Task brief:
Check each line of the records below for the word "wiper" and copy those where it appears.

--- START ---

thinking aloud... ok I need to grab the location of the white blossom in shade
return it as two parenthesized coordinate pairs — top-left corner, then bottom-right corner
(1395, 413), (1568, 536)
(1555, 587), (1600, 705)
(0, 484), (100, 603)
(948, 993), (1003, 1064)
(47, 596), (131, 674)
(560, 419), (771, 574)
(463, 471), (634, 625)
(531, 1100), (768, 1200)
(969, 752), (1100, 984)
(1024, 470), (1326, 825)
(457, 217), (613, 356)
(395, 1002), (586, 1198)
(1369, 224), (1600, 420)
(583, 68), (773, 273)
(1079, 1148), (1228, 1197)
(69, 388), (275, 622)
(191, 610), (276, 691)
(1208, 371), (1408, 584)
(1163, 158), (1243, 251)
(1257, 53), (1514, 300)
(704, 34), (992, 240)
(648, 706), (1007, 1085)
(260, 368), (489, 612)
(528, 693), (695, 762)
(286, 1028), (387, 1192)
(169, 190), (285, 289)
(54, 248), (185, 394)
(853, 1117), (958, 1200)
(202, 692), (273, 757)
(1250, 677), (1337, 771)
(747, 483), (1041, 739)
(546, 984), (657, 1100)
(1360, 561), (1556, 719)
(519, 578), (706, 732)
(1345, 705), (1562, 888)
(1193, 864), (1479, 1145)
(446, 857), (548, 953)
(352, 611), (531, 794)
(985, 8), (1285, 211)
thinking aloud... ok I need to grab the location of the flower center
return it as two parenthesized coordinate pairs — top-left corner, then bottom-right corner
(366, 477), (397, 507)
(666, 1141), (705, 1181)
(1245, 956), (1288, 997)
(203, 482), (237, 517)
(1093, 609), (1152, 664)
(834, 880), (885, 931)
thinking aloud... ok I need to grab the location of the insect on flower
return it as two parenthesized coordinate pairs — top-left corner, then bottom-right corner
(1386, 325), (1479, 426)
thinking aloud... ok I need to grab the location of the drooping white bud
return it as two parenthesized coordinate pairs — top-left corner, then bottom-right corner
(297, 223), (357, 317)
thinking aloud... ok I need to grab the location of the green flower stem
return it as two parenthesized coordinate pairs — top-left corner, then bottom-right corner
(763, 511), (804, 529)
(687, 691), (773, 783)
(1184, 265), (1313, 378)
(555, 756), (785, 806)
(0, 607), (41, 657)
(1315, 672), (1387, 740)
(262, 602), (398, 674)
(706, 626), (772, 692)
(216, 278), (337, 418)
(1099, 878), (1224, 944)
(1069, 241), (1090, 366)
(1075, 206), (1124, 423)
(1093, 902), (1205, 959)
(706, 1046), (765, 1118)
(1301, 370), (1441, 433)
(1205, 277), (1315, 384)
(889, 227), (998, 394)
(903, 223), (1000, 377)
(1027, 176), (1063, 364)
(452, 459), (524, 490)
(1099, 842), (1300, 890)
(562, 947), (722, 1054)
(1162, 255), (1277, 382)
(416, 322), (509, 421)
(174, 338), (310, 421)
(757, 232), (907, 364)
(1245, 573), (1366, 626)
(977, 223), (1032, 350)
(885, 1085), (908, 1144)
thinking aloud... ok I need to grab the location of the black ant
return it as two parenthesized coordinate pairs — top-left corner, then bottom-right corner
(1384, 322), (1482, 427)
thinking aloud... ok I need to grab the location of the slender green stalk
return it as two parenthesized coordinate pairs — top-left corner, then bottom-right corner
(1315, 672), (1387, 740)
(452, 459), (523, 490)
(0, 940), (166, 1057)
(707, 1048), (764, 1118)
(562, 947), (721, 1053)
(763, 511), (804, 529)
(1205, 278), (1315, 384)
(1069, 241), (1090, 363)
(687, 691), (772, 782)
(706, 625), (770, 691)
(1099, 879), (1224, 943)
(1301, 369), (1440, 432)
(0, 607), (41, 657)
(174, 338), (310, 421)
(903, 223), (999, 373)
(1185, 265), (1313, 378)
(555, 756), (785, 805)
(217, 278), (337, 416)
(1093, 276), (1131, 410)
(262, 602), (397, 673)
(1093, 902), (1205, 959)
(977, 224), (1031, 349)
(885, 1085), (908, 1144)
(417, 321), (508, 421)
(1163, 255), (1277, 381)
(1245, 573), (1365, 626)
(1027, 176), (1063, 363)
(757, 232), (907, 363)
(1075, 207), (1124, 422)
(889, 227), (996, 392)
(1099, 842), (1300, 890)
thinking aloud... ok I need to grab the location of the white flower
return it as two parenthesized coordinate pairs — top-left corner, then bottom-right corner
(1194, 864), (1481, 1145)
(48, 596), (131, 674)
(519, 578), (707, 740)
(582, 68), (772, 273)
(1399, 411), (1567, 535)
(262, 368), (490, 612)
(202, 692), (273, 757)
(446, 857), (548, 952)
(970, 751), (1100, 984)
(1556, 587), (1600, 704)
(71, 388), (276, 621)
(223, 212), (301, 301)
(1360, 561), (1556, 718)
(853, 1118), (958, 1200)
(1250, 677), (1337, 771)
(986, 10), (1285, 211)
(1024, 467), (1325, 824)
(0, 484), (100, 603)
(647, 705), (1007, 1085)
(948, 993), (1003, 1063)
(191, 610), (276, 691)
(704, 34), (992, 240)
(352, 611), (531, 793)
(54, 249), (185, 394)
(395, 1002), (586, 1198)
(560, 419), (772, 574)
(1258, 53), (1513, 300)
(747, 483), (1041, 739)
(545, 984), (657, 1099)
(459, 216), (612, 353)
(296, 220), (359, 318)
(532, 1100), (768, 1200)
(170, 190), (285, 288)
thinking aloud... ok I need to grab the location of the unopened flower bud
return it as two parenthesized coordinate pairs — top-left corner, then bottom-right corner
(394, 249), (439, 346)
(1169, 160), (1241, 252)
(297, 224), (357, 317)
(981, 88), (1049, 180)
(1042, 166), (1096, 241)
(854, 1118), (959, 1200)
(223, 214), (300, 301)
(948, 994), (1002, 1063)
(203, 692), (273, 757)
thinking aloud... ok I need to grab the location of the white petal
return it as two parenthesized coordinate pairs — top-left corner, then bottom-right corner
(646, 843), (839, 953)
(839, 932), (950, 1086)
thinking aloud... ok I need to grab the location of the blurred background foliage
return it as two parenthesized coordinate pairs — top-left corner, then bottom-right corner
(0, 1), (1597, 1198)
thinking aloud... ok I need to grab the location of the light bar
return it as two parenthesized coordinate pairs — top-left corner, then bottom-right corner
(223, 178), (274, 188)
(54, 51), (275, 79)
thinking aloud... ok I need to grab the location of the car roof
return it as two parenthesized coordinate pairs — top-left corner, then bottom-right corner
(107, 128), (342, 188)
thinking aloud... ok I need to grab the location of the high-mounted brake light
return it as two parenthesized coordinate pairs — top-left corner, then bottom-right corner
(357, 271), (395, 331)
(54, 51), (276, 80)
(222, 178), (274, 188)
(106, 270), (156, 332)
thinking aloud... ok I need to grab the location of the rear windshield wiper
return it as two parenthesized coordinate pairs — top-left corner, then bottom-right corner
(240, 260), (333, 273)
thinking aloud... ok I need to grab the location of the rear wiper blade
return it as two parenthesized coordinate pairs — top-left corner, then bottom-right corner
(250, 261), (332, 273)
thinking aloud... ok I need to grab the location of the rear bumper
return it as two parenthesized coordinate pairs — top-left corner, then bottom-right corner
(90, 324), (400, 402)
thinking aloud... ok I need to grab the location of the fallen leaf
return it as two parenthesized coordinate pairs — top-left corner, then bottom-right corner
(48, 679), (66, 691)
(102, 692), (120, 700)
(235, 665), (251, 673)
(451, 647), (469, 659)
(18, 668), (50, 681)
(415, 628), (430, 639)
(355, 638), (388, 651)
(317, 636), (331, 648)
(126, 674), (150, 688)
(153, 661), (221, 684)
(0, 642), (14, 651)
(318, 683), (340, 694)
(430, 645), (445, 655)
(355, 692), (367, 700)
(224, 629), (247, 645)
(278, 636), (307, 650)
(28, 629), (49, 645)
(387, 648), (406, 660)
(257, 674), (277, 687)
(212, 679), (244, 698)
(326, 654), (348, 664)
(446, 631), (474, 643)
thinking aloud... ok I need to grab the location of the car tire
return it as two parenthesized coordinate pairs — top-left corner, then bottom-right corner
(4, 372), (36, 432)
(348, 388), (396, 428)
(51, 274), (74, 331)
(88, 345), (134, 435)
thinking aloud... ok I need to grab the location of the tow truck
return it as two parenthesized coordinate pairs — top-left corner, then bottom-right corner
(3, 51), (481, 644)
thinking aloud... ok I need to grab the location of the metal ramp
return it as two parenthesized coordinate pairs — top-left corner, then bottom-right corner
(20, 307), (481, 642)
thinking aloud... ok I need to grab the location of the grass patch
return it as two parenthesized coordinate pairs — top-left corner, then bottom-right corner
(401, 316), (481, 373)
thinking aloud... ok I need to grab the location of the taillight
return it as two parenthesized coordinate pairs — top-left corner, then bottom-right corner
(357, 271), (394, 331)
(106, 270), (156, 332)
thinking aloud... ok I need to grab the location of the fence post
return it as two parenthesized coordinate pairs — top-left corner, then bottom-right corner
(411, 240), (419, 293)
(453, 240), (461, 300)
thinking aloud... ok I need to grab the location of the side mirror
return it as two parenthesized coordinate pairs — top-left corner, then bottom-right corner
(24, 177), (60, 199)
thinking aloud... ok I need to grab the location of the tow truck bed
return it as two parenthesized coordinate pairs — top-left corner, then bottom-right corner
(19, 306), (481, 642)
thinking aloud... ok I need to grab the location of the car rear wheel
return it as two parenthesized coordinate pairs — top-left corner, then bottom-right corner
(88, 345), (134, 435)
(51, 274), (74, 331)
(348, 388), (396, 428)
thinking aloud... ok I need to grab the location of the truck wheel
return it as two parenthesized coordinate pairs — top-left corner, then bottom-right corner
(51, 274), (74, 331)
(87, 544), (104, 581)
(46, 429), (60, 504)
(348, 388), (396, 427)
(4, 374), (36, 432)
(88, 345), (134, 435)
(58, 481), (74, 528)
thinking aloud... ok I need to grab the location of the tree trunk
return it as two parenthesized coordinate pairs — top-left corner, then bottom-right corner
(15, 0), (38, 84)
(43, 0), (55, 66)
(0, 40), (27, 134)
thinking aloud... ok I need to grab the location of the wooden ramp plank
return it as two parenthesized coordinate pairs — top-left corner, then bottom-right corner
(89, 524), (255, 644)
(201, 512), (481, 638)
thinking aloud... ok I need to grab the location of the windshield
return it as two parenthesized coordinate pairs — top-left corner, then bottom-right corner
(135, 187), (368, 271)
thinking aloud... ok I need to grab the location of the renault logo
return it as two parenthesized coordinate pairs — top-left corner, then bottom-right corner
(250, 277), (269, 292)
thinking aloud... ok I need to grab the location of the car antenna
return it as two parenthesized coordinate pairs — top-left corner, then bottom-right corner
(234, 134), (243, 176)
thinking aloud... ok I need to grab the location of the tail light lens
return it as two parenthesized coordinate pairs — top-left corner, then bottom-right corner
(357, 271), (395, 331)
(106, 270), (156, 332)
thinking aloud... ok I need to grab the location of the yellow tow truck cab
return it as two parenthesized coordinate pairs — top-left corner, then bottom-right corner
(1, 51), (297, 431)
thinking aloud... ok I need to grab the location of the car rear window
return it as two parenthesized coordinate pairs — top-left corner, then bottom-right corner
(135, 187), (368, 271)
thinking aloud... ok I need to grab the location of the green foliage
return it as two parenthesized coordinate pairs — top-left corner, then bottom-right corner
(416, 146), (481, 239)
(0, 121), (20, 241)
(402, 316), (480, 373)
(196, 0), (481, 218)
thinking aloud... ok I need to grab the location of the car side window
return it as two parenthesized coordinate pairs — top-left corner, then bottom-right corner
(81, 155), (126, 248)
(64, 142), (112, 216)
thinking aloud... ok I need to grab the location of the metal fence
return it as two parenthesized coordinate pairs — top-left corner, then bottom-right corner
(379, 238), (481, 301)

--- END ---

Your solution:
thinking aloud... ok I need to grab the location of the rear windshield wiper
thinking aloud... ok I need to grab the location of the rear wiper blade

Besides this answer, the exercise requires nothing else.